PROMPT 1 ▸ In the travel safety tips, how large a supply of medications or contacts should you carry on your person?
PROMPT 2 ▸ List every place for which the travel safety tips give local emergency numbers, along with the numbers shown for each.

PASSAGE FOR REVIEW ▸
Personal Safety Tips Part 2: On the Road

Here at GPJ, we travel for work. Some of us quite a lot. And we love it. But let’s be honest, it’s not always easy, and although we never expect anything bad to happen, it’s best to be prepared.

As our busy fall season will soon morph into the holiday season, here are some tips from Todd on precautions that we can all take to become more aware and alert as we travel throughout the world.

Travel Tips

  • Enroll with the U.S. State Department Smart Traveler Enrollment Program (STEP) step.state.gov. This program will allow you to receive safety/security conditions in your destinations/travel advisories, help U.S. Embassy contact you in an emergency, and help friends and family get in touch with you in an emergency.
  • If traveling abroad, make a copy of your passport, and keep it separate and safe from the original to expedite replacing it if lost or stolen.
  • Make sure someone has your travel itinerary.
  • Make sure you let your bank know you will be traveling, especially if outside the US.
  • Don’t wear expensive jewelry or show excessive signs of wealth with designer clothes/accessories. Try to be discreet viewing local tourist maps: criminal elements will look for this and ID you as a soft target/tourist.
  • Always carry a 3-5 day supply of medications/contacts on your person in the event of layover, flight delay or cancellation or lost baggage.
  • Bring a change of undergarments and basic toiletries with you in a carry-on bag.
  • Be respectful for clothing laws/mores by Country: Dress Code Guidelines https://en.wikipedia.org/wiki/Clothing_laws_by_country
  • Make sure you are aware of and have local emergency numbers on speed dial:
    • US 911
    • UK 999
    • Hong Kong 999
    • Japan-Police 110 Fire 119
    • China 110, 120, 119 (PAF)
  • Do not pet cats or dogs. Not all countries vaccinate to US standards.

Hotel Safety and Security

  • Choose a low floor that can adequately handle a fire hook/ladder team in event of a fire.
  • Know your physical limitations in the event of a building evacuation (drill or natural disaster) – you may be required to descend several flights of stairs to get to safety.

Dataset items:
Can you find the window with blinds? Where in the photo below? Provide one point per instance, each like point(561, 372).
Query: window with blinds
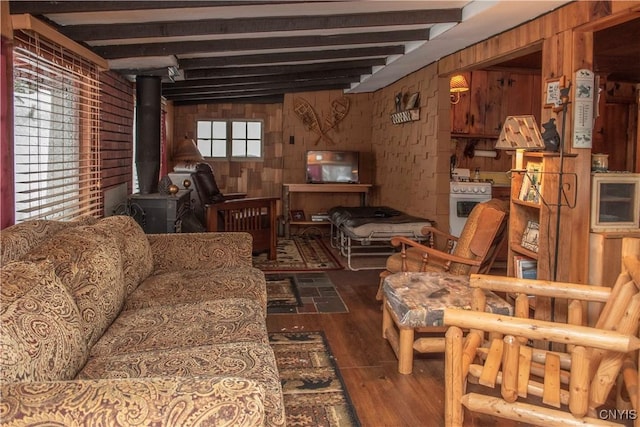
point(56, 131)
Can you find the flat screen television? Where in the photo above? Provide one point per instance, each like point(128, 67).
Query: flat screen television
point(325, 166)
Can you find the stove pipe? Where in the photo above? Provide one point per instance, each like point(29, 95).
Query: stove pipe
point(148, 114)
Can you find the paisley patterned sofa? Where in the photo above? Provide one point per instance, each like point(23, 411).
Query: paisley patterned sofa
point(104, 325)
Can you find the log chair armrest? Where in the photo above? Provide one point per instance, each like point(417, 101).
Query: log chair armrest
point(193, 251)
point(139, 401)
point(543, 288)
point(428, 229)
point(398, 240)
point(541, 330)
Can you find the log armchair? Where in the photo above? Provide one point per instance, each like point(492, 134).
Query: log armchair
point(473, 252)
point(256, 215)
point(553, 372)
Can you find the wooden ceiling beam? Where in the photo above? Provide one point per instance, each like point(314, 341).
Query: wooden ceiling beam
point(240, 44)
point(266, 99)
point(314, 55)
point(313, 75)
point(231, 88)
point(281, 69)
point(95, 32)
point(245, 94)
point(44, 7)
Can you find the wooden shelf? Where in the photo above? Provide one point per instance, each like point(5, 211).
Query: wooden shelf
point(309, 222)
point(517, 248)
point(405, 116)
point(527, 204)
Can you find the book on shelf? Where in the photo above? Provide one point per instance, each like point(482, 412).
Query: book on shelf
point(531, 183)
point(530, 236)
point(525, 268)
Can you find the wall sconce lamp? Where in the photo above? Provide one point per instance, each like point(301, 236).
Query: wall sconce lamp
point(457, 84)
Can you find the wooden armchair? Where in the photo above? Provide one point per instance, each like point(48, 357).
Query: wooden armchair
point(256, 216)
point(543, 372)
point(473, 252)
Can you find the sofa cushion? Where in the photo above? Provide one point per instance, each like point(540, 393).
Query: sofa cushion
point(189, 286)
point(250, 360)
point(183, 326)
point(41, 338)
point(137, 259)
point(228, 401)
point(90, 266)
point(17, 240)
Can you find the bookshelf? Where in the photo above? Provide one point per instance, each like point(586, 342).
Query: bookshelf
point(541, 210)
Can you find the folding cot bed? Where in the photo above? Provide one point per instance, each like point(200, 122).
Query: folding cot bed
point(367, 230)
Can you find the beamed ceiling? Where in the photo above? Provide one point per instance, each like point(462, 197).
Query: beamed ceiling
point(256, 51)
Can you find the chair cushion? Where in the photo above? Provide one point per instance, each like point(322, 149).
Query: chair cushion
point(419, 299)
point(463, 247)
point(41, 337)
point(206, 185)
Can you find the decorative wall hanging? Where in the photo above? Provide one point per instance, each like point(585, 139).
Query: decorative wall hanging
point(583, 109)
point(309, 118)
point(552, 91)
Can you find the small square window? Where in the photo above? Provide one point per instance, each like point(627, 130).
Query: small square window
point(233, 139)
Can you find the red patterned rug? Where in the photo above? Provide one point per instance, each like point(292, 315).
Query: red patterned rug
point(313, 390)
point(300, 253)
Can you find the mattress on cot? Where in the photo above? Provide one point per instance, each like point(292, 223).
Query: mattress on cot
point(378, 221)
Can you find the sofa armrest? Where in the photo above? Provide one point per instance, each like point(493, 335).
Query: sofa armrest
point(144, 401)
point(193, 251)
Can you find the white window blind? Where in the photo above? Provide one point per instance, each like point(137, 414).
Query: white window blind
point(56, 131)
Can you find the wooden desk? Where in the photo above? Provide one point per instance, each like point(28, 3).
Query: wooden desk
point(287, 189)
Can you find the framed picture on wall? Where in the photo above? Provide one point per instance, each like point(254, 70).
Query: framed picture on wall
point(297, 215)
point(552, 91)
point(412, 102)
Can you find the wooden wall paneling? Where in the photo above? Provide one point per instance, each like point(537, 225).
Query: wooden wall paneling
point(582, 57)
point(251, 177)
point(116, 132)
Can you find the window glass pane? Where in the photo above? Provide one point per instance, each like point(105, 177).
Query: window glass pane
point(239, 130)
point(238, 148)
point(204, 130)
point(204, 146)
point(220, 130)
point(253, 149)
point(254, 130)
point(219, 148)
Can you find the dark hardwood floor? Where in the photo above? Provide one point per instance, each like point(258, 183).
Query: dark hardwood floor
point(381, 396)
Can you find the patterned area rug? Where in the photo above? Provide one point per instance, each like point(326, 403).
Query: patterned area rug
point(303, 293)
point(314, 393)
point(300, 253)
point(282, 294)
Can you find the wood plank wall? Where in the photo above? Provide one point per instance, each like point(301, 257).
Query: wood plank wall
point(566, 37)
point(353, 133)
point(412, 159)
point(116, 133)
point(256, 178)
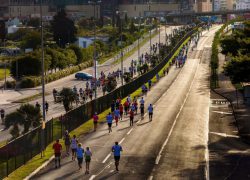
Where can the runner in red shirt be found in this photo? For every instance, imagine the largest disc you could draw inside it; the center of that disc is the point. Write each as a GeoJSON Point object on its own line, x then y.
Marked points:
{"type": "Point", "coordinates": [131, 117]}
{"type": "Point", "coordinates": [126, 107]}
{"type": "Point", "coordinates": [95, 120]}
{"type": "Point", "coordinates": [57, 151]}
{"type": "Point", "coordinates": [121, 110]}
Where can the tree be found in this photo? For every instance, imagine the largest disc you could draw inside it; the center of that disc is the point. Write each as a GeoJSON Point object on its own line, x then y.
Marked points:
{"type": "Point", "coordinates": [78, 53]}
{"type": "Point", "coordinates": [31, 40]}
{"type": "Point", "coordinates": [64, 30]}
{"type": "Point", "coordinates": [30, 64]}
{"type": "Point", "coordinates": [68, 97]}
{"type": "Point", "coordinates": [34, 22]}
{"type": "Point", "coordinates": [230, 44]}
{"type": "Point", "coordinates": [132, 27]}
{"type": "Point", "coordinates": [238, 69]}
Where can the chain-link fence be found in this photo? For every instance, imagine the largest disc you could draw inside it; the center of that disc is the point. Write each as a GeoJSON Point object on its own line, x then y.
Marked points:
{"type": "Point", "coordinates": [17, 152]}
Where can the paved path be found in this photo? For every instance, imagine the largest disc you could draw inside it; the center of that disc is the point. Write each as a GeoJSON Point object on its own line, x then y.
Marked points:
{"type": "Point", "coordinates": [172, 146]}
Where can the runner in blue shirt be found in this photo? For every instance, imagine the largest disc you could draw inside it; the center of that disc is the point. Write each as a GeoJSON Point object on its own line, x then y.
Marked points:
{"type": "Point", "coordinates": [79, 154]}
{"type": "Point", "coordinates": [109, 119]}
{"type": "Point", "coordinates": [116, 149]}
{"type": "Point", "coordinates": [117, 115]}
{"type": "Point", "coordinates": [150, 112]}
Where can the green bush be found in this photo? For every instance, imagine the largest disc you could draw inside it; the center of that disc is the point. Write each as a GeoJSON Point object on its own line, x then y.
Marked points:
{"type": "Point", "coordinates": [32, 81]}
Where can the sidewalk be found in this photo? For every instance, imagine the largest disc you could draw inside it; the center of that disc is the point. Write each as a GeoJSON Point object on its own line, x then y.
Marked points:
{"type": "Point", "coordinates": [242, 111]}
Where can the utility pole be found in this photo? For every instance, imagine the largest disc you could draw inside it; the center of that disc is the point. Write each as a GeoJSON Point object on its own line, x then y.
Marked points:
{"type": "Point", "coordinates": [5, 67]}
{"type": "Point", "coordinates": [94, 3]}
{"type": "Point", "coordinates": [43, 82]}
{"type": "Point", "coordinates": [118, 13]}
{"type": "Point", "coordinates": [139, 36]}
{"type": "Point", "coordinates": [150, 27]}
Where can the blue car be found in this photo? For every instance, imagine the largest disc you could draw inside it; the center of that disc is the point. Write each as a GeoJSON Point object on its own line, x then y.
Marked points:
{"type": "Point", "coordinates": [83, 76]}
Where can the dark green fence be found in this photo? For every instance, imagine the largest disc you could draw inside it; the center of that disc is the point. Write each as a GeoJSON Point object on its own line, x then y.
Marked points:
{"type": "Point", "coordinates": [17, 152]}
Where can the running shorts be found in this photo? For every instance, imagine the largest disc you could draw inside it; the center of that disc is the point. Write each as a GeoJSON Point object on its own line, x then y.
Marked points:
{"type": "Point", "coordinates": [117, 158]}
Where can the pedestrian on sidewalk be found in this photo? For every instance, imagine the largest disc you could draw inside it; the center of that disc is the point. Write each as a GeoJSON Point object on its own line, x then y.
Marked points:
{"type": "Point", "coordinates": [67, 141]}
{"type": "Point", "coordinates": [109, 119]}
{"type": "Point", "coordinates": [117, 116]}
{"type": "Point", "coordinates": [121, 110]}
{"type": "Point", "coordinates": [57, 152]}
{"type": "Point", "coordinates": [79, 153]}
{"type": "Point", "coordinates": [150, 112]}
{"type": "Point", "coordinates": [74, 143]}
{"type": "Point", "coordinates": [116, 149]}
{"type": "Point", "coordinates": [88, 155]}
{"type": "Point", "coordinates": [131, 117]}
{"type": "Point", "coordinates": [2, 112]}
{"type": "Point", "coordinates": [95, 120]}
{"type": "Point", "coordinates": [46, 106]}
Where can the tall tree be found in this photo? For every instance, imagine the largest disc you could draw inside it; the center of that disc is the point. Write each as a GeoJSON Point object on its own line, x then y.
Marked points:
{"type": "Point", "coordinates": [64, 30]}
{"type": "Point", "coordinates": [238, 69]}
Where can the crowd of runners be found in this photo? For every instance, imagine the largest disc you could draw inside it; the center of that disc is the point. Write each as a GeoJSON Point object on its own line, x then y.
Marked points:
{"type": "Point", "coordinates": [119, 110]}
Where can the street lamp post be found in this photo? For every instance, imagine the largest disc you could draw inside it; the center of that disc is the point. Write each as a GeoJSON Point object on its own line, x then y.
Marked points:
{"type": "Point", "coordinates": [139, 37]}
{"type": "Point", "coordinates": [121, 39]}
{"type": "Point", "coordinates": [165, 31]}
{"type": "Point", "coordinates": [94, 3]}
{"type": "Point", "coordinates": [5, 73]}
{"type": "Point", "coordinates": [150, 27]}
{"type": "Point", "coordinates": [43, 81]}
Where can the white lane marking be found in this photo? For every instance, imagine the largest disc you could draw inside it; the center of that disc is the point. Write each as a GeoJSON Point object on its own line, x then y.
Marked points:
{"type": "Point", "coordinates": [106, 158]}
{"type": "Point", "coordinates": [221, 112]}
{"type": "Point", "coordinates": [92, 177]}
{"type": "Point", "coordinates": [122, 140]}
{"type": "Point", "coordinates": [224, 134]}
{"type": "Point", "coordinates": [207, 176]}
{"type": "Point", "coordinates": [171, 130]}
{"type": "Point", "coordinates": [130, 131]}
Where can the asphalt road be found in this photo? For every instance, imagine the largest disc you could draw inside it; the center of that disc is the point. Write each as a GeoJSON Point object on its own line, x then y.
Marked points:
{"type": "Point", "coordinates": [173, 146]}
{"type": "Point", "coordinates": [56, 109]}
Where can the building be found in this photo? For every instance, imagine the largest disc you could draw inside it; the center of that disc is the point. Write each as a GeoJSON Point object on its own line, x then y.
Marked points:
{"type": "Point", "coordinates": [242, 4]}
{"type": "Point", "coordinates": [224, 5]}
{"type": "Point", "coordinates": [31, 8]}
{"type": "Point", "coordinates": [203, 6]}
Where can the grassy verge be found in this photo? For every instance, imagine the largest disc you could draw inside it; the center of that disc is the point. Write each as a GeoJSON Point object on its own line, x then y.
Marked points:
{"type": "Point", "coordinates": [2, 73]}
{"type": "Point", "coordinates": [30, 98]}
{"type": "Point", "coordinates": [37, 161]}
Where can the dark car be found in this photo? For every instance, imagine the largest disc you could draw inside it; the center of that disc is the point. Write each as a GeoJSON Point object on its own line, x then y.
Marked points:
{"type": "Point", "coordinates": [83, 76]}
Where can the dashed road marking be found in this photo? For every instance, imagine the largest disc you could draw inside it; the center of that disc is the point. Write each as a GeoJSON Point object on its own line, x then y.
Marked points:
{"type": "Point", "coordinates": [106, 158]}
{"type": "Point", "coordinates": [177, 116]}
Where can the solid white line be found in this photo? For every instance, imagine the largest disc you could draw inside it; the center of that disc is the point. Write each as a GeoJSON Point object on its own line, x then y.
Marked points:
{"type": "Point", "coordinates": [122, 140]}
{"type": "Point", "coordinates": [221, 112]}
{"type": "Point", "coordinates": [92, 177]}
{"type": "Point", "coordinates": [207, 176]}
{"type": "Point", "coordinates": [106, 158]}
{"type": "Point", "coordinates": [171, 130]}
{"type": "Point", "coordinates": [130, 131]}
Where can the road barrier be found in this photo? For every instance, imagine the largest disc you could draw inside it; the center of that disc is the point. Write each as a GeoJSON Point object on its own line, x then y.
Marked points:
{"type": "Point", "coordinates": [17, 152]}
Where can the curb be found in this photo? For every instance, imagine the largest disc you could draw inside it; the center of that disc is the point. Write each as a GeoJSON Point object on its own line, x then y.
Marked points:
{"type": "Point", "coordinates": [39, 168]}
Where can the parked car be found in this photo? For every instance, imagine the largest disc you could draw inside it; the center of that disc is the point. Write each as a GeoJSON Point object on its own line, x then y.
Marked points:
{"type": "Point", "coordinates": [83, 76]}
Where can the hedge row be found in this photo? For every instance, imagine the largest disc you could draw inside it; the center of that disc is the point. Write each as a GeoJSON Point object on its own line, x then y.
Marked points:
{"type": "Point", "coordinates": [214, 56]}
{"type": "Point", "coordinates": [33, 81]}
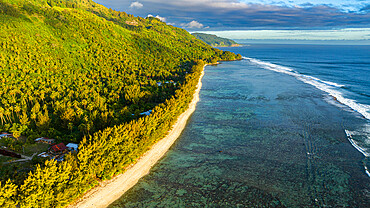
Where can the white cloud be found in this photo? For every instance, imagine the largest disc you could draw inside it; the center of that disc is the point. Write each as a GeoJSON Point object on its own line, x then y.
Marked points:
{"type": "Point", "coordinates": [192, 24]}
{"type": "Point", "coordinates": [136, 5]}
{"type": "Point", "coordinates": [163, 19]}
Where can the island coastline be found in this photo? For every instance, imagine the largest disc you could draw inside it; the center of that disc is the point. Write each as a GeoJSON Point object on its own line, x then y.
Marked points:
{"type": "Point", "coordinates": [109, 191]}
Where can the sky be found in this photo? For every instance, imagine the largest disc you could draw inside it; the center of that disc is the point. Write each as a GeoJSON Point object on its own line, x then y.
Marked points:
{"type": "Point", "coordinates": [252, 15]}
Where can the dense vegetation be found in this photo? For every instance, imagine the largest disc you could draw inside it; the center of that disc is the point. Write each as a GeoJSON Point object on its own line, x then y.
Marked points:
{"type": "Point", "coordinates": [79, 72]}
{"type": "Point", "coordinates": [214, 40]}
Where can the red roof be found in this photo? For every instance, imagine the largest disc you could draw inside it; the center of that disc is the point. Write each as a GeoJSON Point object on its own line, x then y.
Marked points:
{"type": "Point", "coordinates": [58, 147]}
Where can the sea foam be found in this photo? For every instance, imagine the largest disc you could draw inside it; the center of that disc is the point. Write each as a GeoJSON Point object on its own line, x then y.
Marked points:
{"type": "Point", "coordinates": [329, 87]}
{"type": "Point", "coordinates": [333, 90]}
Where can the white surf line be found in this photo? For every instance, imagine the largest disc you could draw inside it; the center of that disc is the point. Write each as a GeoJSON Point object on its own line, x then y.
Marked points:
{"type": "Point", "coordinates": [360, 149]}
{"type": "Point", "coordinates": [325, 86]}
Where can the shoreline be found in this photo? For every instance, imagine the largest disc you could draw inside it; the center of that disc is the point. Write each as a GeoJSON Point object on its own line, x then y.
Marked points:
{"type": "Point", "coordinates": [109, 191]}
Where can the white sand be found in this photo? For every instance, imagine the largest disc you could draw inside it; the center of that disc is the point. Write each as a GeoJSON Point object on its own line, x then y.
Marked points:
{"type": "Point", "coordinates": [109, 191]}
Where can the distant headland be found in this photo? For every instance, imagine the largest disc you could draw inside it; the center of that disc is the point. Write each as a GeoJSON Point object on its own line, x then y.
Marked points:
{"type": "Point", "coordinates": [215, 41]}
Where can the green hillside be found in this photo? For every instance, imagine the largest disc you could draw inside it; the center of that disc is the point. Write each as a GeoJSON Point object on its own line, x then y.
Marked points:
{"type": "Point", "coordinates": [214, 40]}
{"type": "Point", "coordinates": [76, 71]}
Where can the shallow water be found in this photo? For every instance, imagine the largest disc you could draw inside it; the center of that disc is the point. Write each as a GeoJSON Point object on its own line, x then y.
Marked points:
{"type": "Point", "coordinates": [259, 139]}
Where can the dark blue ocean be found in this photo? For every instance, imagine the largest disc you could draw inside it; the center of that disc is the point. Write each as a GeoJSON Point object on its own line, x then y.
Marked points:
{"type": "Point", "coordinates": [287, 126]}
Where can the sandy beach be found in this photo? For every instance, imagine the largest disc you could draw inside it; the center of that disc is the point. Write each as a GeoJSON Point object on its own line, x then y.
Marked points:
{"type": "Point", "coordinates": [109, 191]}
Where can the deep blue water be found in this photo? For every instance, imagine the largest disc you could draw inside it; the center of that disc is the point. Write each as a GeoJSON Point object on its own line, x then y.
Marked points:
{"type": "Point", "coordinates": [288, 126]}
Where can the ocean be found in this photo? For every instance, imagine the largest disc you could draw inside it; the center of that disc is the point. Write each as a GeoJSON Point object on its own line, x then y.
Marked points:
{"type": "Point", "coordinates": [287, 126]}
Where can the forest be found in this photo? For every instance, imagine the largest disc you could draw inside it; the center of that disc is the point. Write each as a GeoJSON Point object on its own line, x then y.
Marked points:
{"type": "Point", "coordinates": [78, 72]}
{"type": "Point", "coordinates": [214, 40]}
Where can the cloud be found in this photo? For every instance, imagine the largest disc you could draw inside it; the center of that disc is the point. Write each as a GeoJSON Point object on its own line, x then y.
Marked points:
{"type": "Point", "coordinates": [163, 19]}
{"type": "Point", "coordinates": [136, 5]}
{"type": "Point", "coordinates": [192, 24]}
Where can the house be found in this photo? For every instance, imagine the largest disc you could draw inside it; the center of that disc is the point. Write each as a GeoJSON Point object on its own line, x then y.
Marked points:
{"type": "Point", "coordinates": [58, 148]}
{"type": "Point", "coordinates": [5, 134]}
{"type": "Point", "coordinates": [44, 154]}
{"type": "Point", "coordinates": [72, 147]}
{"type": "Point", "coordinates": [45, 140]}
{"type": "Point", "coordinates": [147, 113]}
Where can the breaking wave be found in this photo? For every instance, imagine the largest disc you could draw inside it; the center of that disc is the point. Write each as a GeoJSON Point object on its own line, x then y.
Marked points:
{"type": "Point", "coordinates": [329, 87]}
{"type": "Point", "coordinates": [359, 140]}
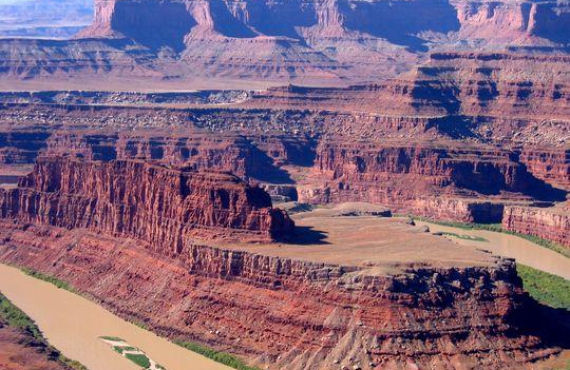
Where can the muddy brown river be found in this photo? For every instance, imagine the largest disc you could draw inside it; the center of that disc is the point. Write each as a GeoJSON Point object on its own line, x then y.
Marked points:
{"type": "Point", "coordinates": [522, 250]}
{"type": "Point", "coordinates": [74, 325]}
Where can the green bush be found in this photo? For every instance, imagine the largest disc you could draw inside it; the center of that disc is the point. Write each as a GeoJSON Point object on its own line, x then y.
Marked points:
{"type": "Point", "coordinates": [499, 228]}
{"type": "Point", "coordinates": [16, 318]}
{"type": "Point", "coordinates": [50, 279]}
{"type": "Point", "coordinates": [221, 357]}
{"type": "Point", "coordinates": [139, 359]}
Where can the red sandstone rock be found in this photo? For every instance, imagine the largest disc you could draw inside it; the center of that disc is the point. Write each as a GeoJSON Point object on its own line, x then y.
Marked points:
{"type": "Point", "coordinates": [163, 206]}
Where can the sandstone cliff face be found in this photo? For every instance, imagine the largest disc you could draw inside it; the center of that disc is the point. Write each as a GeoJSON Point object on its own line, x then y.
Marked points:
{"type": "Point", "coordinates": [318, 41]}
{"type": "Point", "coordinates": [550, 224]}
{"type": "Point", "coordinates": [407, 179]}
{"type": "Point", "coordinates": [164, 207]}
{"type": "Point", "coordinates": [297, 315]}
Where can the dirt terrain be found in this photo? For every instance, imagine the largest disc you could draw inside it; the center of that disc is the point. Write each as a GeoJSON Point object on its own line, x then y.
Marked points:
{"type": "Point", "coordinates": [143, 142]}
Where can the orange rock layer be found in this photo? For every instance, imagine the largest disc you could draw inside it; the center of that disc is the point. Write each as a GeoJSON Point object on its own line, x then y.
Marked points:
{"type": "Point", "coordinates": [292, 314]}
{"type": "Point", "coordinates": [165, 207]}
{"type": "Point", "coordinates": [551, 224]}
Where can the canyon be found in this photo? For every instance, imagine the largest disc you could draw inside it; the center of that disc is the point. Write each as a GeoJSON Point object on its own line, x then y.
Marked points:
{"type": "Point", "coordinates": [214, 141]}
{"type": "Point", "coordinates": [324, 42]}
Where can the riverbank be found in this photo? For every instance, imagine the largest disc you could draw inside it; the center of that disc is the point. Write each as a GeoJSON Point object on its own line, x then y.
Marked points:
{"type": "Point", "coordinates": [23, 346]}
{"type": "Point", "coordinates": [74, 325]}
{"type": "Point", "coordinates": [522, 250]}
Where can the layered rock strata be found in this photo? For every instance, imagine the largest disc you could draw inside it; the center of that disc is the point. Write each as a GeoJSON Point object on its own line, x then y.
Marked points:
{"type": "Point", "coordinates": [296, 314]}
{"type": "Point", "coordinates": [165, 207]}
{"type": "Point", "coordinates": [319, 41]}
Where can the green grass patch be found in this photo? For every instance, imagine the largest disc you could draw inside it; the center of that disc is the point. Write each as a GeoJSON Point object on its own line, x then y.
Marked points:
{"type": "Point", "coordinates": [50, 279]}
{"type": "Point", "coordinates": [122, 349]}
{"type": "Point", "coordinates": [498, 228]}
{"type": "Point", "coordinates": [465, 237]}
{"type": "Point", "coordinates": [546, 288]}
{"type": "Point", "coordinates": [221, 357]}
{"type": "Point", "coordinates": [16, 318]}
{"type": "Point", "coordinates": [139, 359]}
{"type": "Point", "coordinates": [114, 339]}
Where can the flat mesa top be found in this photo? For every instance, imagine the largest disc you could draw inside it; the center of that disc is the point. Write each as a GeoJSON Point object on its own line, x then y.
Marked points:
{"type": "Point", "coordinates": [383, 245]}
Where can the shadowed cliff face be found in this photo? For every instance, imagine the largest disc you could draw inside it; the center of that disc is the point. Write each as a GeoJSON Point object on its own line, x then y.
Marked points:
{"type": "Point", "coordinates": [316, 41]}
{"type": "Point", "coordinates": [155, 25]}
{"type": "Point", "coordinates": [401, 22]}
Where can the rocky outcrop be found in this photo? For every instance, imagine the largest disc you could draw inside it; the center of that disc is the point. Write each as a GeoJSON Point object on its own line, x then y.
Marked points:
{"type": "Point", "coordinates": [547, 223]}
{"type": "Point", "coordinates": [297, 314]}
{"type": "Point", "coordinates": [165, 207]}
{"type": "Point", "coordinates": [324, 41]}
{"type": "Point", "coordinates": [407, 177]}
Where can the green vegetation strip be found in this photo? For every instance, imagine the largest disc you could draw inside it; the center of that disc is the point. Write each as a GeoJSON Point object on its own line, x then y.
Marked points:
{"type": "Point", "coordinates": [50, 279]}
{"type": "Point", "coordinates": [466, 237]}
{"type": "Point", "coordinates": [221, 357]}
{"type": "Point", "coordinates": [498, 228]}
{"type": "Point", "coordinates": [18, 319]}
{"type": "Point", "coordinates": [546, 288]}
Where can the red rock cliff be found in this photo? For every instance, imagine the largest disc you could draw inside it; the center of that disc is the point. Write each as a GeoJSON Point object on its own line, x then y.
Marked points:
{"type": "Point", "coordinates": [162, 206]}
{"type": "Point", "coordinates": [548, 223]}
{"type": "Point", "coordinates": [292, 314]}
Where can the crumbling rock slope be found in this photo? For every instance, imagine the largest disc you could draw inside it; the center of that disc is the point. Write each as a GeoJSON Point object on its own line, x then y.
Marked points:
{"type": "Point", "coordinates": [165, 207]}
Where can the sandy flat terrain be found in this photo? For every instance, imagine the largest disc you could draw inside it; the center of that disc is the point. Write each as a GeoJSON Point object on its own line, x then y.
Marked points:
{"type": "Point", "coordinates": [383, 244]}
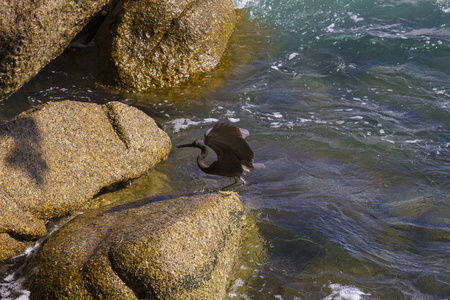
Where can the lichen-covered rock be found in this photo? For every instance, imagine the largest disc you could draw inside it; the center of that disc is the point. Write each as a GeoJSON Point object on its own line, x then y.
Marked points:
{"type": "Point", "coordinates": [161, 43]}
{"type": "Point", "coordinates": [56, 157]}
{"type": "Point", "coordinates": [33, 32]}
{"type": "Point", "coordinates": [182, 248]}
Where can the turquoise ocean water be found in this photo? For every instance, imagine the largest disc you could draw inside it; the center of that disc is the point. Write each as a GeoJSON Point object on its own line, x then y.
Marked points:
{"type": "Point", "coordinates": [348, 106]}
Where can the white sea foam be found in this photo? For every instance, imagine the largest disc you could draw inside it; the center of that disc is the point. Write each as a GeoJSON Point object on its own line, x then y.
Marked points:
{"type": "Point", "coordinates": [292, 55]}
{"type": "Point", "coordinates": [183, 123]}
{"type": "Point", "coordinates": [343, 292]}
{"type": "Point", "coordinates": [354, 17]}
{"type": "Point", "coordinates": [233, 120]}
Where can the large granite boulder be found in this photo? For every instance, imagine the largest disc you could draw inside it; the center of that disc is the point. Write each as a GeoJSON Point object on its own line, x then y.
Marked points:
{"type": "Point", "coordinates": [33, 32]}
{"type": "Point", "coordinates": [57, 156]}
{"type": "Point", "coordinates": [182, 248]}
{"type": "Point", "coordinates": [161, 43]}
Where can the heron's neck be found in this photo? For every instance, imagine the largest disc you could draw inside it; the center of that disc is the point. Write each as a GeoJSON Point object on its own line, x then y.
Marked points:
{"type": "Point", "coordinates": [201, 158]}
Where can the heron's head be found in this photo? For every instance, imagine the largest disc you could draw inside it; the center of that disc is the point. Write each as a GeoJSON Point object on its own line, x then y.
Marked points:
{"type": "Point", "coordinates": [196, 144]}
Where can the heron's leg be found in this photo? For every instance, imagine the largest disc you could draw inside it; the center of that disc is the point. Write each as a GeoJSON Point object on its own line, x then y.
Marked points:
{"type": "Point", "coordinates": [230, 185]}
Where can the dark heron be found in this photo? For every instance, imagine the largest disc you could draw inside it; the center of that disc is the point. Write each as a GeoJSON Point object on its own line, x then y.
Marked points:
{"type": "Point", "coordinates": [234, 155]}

EXPECTED OUTPUT 1 ▸ A 3-5 day supply.

EXPECTED OUTPUT 2 ▸
- US: 911
- UK: 999
- Hong Kong: 999
- Japan: Police 110, Fire 119
- China: 110, 120, 119